§ EXERCISE BRIEF
Please update the records by changing "umbrella canopy" to "sunshade canopy" wherever it appears, keeping everything else the same. Omit the pictures from your answer.

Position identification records
= = = = =

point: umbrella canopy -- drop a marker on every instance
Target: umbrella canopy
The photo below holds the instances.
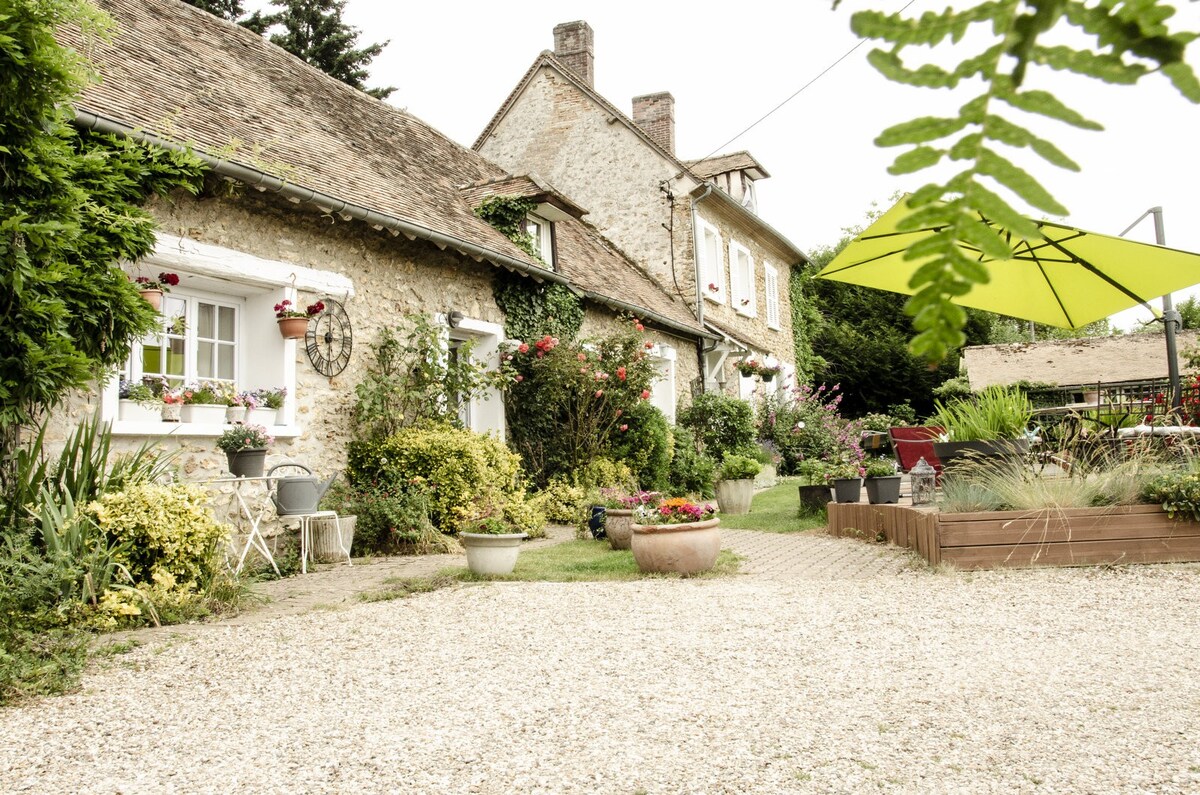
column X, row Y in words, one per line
column 1071, row 279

= = = = =

§ EXPECTED OUTPUT
point: sunshade canopy -- drop a marker on every instance
Target: sunshade canopy
The photo below holds the instances.
column X, row Y in words, one per line
column 1071, row 279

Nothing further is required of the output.